### Given records
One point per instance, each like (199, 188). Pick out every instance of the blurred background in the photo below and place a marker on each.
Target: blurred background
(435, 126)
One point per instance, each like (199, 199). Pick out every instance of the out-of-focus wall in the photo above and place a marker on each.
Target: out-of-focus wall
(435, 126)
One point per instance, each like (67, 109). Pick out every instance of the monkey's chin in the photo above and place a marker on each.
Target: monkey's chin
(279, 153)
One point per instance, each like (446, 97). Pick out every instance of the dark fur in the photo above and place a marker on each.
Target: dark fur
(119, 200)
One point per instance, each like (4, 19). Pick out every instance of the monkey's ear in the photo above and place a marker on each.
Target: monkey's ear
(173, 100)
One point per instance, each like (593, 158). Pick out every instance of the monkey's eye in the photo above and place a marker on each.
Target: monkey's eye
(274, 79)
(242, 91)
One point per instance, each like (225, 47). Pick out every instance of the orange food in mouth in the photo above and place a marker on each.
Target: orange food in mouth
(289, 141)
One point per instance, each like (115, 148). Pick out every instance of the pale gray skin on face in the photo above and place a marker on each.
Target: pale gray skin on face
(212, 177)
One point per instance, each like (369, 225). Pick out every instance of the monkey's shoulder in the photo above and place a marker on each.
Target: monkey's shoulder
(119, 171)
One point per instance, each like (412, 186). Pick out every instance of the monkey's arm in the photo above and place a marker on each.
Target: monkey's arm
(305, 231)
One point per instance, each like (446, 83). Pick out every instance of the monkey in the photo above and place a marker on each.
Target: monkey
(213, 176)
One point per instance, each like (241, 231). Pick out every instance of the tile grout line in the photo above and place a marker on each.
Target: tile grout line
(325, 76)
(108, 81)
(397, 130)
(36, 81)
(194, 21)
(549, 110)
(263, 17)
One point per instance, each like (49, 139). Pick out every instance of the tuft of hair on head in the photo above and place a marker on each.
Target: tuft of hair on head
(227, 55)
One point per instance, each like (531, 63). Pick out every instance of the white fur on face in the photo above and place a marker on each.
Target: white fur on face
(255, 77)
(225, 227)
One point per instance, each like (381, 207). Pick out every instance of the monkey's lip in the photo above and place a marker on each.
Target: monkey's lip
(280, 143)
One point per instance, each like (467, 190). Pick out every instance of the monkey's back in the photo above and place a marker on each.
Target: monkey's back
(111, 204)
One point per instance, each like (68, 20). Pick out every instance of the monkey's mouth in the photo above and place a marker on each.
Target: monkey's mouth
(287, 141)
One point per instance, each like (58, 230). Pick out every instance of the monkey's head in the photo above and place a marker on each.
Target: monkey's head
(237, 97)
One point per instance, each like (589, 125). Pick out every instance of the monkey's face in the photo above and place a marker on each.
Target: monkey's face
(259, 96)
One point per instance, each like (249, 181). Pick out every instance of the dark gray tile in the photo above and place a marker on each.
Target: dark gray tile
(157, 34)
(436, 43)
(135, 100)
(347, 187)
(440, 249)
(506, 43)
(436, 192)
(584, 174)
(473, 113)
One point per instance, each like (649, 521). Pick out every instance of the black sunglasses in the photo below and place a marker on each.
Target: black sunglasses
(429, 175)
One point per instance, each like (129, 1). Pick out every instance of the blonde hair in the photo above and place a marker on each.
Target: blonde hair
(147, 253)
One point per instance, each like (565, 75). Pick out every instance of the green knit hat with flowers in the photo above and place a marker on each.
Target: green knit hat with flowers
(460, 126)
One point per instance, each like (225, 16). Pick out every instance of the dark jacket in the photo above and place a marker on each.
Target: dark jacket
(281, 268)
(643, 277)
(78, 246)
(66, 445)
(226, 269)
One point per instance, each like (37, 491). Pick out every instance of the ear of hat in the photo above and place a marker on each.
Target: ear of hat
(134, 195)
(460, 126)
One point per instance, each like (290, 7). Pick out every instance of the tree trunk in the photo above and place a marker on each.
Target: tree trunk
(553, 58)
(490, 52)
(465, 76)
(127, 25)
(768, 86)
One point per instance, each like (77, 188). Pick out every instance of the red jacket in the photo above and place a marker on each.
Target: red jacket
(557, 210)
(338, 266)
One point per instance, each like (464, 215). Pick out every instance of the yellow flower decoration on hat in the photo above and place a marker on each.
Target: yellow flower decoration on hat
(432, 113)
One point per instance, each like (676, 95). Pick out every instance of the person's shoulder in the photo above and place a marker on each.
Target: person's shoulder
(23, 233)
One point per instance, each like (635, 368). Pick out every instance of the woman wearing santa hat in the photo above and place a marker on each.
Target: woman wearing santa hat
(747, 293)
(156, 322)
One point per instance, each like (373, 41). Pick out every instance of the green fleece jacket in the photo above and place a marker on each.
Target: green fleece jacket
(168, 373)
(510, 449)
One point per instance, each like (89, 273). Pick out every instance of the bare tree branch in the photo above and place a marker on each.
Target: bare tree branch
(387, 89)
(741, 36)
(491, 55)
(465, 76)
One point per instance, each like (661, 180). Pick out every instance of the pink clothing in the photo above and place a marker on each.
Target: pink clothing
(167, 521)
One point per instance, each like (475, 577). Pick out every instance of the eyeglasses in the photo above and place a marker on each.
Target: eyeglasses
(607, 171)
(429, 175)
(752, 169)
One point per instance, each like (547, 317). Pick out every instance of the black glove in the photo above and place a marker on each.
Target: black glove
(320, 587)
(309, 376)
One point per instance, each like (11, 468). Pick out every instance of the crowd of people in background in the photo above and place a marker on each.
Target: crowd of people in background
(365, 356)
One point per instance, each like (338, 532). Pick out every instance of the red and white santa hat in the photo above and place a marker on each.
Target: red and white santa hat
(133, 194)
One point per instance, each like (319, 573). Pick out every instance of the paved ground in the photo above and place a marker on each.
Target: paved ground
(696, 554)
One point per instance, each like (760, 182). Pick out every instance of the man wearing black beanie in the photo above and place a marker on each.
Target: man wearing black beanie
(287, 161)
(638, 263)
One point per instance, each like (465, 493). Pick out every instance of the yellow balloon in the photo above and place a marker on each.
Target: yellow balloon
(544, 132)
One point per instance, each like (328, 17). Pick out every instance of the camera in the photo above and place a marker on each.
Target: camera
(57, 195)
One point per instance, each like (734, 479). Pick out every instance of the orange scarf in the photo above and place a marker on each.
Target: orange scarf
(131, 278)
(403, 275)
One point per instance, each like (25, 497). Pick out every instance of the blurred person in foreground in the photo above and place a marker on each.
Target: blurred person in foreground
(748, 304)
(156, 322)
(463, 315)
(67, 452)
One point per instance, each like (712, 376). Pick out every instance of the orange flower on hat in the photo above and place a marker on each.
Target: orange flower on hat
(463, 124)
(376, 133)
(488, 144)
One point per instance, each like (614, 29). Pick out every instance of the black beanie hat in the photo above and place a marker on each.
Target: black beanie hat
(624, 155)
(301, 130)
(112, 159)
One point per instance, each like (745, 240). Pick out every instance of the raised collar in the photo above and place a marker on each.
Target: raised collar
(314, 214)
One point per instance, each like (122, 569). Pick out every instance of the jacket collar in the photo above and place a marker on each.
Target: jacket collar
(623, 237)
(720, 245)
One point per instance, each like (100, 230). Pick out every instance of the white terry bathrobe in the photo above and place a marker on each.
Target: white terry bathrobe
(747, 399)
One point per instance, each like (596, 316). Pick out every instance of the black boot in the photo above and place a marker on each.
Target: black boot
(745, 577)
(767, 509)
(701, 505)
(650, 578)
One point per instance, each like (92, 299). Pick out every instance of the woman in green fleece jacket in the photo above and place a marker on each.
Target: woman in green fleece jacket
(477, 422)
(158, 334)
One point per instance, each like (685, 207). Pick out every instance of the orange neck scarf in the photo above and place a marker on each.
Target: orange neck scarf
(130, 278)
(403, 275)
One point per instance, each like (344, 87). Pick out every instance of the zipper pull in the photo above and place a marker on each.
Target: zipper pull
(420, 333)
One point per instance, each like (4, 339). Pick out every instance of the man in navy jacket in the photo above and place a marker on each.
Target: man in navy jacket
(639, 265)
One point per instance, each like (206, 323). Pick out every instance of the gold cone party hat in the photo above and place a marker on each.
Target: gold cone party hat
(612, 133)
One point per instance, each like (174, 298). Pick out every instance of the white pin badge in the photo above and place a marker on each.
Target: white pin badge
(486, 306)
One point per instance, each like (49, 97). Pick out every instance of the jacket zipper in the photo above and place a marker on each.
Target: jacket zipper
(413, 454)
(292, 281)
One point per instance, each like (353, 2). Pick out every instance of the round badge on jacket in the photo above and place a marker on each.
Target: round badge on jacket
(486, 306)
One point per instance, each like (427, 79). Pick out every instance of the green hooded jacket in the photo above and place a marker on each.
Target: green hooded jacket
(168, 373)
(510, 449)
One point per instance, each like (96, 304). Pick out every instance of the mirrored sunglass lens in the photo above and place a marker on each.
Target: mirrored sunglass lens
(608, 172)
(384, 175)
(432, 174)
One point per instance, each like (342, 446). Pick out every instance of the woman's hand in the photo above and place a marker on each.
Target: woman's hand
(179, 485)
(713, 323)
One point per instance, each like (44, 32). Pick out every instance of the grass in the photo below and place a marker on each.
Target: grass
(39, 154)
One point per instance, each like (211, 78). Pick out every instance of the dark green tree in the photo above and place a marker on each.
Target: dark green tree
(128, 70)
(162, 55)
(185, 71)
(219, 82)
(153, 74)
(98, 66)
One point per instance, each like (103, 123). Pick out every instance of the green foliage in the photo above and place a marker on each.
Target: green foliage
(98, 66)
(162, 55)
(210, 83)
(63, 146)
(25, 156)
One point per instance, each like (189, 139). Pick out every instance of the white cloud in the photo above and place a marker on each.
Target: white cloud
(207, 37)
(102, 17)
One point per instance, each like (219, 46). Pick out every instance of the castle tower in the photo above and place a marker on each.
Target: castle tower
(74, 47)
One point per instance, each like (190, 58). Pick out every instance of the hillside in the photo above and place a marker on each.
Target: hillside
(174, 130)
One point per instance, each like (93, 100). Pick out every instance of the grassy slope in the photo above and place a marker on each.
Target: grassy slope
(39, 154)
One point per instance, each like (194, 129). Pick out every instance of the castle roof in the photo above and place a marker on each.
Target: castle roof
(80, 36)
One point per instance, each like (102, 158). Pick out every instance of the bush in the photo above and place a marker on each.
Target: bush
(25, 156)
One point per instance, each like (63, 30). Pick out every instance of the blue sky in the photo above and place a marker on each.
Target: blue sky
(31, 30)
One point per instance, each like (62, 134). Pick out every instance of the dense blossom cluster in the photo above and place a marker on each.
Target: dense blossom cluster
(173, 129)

### Requirement
Repeat exactly the lines of the material from the one with "One point per instance, each like (102, 158)." through the end, both the first and the last included.

### Answer to the exercise
One point per instance, each like (102, 158). Pick out every instance of the bush in the photo above and place a marker on each.
Target: bush
(25, 156)
One point per instance, each like (63, 30). Pick out every instance of the blue sky in the photo above and place a marker on each.
Target: blue sky
(31, 30)
One point per instance, each like (62, 134). Pick out every instance of the dense blossom cluster in the photo above and place a marker on each.
Target: dense blossom cluster
(173, 129)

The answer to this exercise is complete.